#### EXERCISE AIM
Restrict the output to the lines below starting at the one that contains "Target: stone archway jamb" and ending at the one that contains "of the terracotta", and restate them word for word, both ends included.

#### RECORDS TO PROCESS
..............................

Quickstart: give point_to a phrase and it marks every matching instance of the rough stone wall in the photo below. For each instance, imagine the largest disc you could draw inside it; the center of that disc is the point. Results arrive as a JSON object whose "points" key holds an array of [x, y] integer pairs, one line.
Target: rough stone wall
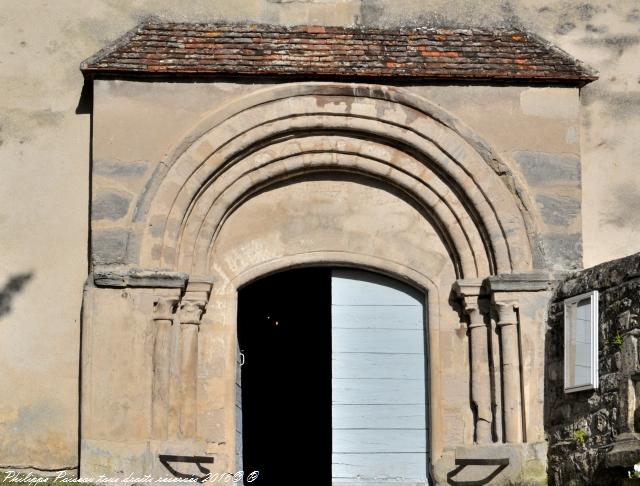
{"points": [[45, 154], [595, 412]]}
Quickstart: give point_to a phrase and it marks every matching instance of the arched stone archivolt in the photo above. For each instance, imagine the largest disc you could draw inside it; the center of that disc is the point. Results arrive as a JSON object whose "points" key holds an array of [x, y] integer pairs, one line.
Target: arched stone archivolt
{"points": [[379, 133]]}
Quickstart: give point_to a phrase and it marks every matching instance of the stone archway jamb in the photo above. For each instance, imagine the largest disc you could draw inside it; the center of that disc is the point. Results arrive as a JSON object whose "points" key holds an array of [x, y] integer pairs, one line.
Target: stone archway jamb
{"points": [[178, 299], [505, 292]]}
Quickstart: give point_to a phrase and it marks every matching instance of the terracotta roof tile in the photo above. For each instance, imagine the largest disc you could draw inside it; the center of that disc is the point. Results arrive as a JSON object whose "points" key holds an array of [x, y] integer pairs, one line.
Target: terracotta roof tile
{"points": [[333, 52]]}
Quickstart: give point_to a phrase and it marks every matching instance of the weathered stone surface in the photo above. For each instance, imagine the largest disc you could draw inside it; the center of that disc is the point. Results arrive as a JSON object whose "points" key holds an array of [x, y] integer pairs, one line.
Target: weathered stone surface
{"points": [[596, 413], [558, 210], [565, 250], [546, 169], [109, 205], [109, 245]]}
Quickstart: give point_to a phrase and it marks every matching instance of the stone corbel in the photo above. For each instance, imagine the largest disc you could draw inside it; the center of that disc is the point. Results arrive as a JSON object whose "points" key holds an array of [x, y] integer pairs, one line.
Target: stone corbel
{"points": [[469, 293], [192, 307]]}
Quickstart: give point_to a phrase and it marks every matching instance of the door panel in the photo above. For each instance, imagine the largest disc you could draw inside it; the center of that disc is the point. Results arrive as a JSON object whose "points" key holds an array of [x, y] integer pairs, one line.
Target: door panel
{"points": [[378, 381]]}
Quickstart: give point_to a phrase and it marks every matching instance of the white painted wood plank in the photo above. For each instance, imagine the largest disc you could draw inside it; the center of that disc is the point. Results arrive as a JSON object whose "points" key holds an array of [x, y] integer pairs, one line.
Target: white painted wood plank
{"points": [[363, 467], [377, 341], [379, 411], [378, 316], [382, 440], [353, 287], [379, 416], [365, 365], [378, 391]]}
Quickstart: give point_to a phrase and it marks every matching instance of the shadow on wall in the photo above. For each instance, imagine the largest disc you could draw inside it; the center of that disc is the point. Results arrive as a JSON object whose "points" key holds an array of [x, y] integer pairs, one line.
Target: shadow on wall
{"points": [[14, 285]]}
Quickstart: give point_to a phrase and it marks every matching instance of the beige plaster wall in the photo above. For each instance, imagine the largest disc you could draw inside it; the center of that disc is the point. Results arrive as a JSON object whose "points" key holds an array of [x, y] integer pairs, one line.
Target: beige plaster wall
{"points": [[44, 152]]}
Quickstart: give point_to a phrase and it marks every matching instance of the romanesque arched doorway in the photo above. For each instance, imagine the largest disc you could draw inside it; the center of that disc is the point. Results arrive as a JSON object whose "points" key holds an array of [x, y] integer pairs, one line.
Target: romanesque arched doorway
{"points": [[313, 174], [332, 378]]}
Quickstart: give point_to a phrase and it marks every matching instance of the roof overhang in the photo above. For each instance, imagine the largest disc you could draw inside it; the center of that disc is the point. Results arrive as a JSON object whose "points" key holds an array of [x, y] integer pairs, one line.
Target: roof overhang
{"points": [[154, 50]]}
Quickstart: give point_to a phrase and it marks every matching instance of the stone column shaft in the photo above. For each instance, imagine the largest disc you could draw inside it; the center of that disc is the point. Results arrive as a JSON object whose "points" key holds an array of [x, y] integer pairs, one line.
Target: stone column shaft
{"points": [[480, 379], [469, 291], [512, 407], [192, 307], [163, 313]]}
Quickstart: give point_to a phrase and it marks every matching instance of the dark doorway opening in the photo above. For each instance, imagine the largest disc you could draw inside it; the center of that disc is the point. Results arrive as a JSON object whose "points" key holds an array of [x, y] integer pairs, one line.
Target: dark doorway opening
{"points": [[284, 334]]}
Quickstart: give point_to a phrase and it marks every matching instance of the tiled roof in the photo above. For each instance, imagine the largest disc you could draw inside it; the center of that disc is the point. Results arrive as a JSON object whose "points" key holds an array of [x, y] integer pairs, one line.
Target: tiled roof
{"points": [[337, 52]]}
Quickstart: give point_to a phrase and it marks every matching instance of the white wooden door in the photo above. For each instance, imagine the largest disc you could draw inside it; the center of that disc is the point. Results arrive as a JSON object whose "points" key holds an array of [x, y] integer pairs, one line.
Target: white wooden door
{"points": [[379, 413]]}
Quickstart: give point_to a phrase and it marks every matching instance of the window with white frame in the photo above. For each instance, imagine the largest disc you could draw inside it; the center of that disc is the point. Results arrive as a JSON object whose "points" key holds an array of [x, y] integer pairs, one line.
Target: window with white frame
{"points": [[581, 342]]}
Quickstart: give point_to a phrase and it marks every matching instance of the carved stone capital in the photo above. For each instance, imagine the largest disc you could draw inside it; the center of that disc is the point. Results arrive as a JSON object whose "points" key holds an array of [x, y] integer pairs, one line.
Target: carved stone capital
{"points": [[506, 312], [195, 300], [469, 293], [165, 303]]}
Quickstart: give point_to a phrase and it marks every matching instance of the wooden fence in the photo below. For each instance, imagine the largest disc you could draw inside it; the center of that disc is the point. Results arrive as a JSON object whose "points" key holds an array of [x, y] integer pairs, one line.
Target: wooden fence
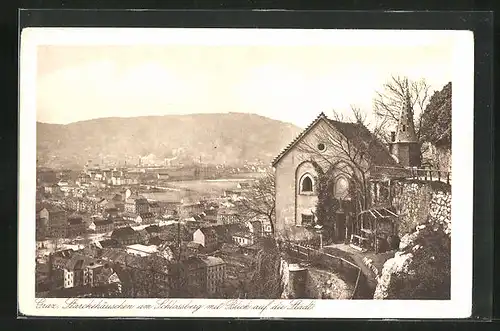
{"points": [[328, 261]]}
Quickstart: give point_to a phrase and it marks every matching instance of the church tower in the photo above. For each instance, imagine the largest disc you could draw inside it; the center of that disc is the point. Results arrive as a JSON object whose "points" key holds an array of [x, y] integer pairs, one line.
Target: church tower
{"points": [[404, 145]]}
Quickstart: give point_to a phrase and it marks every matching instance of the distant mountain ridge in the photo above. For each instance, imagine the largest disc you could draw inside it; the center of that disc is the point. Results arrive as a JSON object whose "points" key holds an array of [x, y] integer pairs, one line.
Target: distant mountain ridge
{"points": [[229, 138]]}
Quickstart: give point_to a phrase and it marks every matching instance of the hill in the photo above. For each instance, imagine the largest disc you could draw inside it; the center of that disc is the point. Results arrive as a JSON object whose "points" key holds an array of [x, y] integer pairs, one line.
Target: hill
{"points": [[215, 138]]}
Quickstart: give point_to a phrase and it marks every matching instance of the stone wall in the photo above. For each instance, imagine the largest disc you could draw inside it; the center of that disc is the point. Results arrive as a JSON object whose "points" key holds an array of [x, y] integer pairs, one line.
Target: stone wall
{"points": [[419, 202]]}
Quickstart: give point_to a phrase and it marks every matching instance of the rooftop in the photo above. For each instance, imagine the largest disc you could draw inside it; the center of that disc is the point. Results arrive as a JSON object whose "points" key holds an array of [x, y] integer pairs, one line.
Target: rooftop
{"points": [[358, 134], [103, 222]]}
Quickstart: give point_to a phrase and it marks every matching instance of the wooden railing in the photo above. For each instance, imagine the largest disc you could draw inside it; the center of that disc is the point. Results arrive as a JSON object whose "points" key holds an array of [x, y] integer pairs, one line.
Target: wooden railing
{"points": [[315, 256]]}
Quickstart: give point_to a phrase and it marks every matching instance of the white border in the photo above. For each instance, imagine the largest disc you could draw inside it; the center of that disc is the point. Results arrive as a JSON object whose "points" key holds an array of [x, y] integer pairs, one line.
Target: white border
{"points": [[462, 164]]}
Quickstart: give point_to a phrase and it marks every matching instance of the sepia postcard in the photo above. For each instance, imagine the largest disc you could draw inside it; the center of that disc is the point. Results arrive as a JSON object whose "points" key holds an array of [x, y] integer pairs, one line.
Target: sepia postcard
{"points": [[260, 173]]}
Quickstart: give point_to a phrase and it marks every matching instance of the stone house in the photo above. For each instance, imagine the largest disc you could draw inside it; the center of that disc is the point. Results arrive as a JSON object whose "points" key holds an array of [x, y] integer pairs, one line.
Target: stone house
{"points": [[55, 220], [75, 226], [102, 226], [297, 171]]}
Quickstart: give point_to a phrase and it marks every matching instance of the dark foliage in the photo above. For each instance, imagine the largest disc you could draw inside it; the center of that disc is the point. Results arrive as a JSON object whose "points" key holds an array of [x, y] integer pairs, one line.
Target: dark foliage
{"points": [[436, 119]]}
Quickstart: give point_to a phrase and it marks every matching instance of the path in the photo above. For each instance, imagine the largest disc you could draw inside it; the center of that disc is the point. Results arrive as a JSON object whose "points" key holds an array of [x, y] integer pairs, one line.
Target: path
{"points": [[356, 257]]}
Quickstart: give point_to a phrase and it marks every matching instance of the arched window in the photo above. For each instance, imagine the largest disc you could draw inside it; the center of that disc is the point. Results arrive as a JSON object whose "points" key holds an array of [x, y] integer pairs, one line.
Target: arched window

..............................

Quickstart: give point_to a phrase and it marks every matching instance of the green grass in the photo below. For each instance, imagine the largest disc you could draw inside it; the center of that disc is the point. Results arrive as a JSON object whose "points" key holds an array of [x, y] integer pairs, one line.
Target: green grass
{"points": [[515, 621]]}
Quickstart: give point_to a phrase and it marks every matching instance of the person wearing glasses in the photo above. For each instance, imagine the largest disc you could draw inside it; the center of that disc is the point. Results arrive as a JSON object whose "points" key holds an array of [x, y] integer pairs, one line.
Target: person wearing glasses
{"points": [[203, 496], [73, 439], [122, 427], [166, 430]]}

..............................

#### TASK RESPONSE
Target: stone archway jamb
{"points": [[178, 299], [505, 292]]}
Quickstart: give point_to a phrase and it marks every matching instance of the terracotta roof tile in the photo above. For each instance, imagine the largest disc you could draw inside it; the center of that disc is the point. Results arrive as a JSON object whose "points" key holds an array of [x, y] integer pairs, one line.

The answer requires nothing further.